PROBLEM DESCRIPTION:
List each line in the entries below that contains the word "book", copying every such line in full.

* start *

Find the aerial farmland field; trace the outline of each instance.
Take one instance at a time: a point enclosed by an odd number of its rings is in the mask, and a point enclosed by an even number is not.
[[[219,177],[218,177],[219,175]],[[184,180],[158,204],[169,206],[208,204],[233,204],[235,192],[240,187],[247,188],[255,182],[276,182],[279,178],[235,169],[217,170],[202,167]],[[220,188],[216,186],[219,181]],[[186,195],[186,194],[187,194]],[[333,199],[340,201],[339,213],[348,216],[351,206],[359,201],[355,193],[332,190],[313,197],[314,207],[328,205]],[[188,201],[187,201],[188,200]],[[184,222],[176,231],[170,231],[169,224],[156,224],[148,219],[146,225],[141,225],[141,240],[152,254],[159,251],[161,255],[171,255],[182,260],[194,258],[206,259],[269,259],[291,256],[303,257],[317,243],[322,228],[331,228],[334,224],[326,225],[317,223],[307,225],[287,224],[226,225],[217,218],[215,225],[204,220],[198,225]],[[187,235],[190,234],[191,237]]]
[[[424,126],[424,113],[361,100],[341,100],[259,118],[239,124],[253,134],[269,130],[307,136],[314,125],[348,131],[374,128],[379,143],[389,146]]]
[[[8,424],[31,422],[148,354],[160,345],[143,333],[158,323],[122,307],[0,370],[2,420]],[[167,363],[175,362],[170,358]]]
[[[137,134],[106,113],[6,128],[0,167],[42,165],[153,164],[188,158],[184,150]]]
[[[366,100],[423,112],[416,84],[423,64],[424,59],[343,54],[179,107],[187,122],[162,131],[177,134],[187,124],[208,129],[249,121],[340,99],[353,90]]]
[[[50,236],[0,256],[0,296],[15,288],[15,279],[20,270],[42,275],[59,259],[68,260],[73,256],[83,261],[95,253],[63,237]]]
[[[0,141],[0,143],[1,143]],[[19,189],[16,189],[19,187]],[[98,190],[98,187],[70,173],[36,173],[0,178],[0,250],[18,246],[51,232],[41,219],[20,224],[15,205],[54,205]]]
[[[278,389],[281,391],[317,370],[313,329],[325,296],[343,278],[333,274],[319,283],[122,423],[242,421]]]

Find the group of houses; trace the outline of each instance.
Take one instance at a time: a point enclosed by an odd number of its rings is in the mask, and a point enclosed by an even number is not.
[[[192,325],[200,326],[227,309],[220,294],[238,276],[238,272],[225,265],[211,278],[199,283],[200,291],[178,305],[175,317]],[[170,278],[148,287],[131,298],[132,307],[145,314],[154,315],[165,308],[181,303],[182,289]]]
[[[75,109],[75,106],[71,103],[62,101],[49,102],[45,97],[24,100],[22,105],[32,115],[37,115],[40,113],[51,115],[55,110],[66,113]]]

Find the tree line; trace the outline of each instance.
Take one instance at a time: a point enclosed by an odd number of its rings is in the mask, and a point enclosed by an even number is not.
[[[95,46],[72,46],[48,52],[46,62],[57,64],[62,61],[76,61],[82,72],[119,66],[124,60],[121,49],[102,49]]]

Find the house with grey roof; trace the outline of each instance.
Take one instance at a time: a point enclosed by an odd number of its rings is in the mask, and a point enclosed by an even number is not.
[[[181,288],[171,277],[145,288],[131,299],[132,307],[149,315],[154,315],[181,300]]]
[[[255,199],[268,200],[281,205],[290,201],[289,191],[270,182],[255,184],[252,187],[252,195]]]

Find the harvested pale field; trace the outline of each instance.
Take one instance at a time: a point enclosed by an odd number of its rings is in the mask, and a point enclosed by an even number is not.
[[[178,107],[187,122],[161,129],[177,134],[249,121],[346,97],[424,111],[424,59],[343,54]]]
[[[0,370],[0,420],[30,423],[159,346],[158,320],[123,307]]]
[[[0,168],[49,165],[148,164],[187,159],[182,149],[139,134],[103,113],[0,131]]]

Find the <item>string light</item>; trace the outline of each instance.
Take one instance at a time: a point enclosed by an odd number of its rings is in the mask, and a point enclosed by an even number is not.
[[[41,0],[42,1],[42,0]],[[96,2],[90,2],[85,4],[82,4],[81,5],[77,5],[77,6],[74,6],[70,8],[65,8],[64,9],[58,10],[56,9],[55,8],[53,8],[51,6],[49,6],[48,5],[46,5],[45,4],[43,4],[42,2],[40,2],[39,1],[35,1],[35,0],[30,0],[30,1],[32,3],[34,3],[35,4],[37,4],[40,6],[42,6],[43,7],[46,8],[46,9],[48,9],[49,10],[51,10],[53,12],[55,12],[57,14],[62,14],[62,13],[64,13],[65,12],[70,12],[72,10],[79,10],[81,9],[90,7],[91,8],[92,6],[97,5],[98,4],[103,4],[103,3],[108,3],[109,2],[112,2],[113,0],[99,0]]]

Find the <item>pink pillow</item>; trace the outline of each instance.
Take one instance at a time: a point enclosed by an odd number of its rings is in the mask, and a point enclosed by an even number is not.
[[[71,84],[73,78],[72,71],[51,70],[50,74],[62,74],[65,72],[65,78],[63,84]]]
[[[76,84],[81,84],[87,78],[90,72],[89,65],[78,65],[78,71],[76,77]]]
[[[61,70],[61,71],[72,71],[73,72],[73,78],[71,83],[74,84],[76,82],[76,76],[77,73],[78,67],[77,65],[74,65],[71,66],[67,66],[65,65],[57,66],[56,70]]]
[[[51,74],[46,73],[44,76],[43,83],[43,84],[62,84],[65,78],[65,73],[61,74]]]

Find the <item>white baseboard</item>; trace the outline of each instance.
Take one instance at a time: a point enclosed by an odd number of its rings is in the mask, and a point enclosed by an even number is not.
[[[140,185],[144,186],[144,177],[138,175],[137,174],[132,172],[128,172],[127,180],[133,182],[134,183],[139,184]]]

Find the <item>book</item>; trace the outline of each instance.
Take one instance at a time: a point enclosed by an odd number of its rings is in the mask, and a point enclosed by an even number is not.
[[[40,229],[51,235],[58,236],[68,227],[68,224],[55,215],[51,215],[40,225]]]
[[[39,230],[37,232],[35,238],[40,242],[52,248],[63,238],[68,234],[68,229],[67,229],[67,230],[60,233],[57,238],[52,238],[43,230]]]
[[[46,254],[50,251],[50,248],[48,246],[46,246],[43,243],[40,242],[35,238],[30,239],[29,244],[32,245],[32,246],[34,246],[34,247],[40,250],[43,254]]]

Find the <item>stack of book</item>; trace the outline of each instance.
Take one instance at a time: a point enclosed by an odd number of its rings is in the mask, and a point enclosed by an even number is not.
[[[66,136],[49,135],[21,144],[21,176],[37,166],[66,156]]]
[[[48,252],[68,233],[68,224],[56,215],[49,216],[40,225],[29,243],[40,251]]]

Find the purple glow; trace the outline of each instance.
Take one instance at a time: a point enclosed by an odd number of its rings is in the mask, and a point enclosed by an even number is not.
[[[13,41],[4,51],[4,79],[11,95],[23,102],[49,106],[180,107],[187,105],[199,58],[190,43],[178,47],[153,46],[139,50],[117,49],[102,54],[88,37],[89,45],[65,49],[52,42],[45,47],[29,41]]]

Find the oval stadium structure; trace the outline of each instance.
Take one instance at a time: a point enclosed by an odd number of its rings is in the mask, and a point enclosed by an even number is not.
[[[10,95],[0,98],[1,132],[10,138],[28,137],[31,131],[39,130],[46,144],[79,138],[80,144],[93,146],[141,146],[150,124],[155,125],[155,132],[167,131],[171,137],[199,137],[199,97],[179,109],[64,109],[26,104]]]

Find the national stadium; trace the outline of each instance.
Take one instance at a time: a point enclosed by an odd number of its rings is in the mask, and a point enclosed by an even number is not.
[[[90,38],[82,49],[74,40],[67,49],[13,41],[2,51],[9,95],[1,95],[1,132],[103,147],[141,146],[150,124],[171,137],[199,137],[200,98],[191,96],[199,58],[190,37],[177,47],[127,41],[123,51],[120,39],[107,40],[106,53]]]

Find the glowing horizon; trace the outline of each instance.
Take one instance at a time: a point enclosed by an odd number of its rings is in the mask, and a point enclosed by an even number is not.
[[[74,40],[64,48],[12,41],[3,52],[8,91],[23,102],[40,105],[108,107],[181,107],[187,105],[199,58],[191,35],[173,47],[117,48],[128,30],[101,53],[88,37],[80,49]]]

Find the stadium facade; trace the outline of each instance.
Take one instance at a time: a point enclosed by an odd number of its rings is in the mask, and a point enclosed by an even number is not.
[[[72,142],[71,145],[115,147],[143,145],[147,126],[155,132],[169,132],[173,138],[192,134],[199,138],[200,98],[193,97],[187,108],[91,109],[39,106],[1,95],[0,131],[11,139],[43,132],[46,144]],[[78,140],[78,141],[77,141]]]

* end *

RESPONSE TO THIS TASK:
Find the <item>book</item>; trace the outline of each instance.
Find the <item>stack of book</item>; trace the outline of each instance.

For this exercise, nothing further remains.